Leave out the pictures and copy the remaining records exactly.

*** Opening PROVIDED MATERIAL ***

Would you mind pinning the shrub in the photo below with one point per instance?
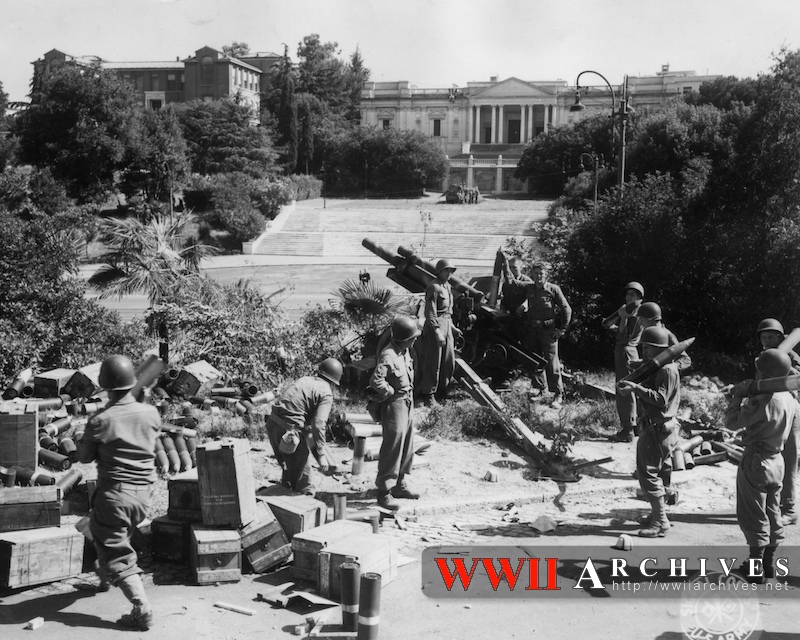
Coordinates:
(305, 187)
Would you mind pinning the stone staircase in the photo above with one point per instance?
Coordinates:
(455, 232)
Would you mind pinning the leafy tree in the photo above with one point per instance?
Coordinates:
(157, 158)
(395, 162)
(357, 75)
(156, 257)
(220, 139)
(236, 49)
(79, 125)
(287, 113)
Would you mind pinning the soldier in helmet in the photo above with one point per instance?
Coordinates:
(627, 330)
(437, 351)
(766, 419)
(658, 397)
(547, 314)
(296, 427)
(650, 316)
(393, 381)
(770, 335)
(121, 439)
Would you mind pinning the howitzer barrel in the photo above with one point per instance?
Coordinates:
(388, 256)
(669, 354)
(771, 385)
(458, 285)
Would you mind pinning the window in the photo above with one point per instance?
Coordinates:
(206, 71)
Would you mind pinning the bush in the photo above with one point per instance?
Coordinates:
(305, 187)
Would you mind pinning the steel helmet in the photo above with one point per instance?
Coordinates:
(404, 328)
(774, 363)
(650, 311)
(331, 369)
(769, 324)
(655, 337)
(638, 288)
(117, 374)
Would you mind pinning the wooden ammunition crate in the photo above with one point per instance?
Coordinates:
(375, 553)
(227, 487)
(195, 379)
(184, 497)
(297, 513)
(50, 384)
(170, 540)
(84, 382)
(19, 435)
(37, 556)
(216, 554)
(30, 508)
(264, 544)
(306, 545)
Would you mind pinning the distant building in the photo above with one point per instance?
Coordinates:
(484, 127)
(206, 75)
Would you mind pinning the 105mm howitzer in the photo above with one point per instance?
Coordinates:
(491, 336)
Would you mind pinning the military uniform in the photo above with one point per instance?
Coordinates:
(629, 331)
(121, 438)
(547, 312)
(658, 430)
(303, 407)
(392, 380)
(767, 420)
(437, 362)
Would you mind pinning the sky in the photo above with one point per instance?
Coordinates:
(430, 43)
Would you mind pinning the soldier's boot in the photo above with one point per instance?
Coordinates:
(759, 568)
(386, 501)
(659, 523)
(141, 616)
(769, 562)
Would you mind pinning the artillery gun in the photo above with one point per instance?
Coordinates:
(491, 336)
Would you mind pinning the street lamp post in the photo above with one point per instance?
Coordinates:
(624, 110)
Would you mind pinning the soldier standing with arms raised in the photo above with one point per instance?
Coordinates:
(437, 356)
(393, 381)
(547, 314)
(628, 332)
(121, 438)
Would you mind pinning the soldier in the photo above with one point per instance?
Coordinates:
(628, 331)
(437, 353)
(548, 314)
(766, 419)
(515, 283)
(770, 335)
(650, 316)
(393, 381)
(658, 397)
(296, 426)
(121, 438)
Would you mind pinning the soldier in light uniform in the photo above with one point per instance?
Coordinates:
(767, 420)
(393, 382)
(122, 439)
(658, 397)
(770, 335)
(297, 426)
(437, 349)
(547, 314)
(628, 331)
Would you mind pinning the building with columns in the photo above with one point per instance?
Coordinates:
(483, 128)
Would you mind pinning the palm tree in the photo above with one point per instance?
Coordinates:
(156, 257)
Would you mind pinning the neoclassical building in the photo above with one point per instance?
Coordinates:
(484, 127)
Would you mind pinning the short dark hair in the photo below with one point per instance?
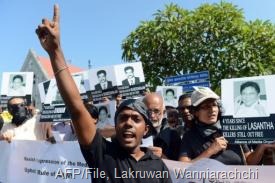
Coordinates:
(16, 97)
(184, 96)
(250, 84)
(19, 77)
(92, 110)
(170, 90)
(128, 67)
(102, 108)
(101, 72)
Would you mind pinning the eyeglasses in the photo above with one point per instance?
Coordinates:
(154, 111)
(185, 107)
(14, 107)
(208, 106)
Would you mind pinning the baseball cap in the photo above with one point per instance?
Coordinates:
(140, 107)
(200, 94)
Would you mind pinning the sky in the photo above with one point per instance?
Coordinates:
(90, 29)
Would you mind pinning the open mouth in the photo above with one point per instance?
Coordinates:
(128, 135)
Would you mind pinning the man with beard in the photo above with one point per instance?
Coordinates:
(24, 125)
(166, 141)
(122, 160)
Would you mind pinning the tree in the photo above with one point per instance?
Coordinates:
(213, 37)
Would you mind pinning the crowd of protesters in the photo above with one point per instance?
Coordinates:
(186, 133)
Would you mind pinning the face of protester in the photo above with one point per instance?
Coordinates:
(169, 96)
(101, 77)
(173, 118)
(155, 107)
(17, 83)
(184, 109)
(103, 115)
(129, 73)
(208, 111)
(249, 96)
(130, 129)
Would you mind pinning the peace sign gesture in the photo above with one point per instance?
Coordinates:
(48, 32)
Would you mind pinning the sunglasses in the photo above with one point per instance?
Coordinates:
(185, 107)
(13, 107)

*** Closing PROVIDED MATERIAL ***

RESULT FOR THIS EXERCISE:
Would you mind pinning the shrub in the photo below with one point per instance?
Coordinates:
(305, 187)
Would you mind pinning the stone staircase in the photo above with one point per instance?
Coordinates:
(455, 232)
Would you mind pinning the leafy tree in the photo above with one point per instance?
Coordinates:
(157, 158)
(395, 162)
(357, 75)
(156, 257)
(220, 139)
(236, 49)
(79, 125)
(287, 113)
Would you mind pinning the soldier in helmet in the photo above with one point per instance?
Coordinates:
(627, 330)
(437, 351)
(766, 419)
(658, 397)
(547, 314)
(296, 427)
(650, 316)
(393, 381)
(770, 335)
(121, 439)
Would you mind pinning the howitzer barrel in the photo above with one point per instance?
Coordinates:
(388, 256)
(669, 354)
(771, 385)
(458, 285)
Would you mind pinning the window in the photo above with one point per instance?
Coordinates:
(206, 71)
Would you mind pinning the bush in the photo above with one point per instance?
Coordinates:
(305, 187)
Would you mind pinning the steel helmet in the photo above with one point per instance?
Coordinates:
(404, 328)
(774, 363)
(650, 311)
(331, 369)
(769, 324)
(655, 337)
(638, 288)
(117, 374)
Would you mind pinning the wooden ammunition crate in the photo above with one point per instance?
Coordinates:
(375, 553)
(227, 487)
(195, 379)
(184, 497)
(297, 513)
(50, 384)
(170, 540)
(84, 382)
(19, 435)
(37, 556)
(216, 554)
(30, 508)
(264, 544)
(306, 545)
Would you mind pinning the distant building in the photo above with one point per instance?
Coordinates:
(484, 127)
(206, 75)
Would you mind pinning the 105mm howitzer in the photo above with one point per instance?
Coordinates:
(491, 336)
Would you mind pinning the military uniform in the photo above with one point per instance?
Coordinates:
(629, 331)
(121, 438)
(547, 312)
(658, 430)
(303, 407)
(392, 380)
(767, 420)
(437, 362)
Would you mind pinning the sky in the photo above with one point per instance?
Coordinates:
(430, 43)
Would you mind pinning the soldier's boot in the photo above with one point per instance?
Coordinates:
(759, 568)
(386, 501)
(659, 523)
(141, 616)
(769, 562)
Would you mind pinning the artillery gun in the photo above with one point per instance?
Coordinates:
(491, 336)
Would you mind pinning the street lamp post in the photo above with one point per instance?
Coordinates:
(624, 110)
Would you mind pinning the soldier standing with arms raised in the photo above with one point per instance?
Coordinates:
(437, 356)
(393, 381)
(547, 314)
(628, 332)
(121, 438)
Would you mind pinning the soldier in the photo above with one point per instance?
Coordinates:
(628, 331)
(437, 353)
(548, 314)
(766, 419)
(515, 283)
(770, 335)
(650, 316)
(393, 381)
(658, 397)
(296, 426)
(121, 438)
Would you mind pinning the soldier in light uniform in the photo above with one point per instance?
Coordinates:
(767, 420)
(393, 382)
(122, 439)
(658, 397)
(770, 335)
(297, 426)
(437, 349)
(547, 314)
(628, 331)
Would you mind pinning the building with columns in the photo above with one point per instance?
Coordinates:
(483, 128)
Would you mind pinning the palm tree in the photo above with one point per instance?
Coordinates:
(156, 257)
Would you mind pinning the neoclassical building in the photo above with one point per instance?
Coordinates:
(484, 127)
Would you mind pinning the short dark hair in the photo below with one point per instance?
Coordinates:
(16, 97)
(184, 96)
(250, 84)
(19, 77)
(92, 110)
(170, 90)
(128, 67)
(102, 108)
(101, 72)
Would you mind pinning the eyeglasses in the photo above with one point per instance?
Coordinates:
(154, 111)
(185, 107)
(14, 107)
(208, 106)
Would you mind pinning the baseball cap in the photo above with one point per instance?
Coordinates:
(140, 107)
(200, 94)
Would you mind pinning the sky in the photo above with one point per instance?
Coordinates:
(90, 29)
Would you mind pinning the open mouth in the photo above with one point per instance?
Coordinates:
(128, 135)
Would you mind pinning the man with beard in the photo above with one point per instance?
Coordinates:
(24, 125)
(166, 141)
(122, 160)
Would you mind pinning the tree in the photo above with one point per instance?
Coordinates:
(213, 37)
Would you mind pinning the crowd of protesters in the photo above with one point per instance?
Coordinates:
(186, 133)
Would you mind pinning the face of protester in the photo above with one point per instance?
Coordinates:
(169, 96)
(101, 77)
(173, 118)
(155, 107)
(17, 83)
(184, 109)
(103, 115)
(129, 73)
(208, 111)
(249, 96)
(130, 129)
Would you mind pinning the peace sign gesture in the photo above with one point per instance?
Coordinates:
(48, 32)
Would you mind pinning the sunglasses in the photo above with one point per instance?
Coordinates:
(185, 107)
(13, 107)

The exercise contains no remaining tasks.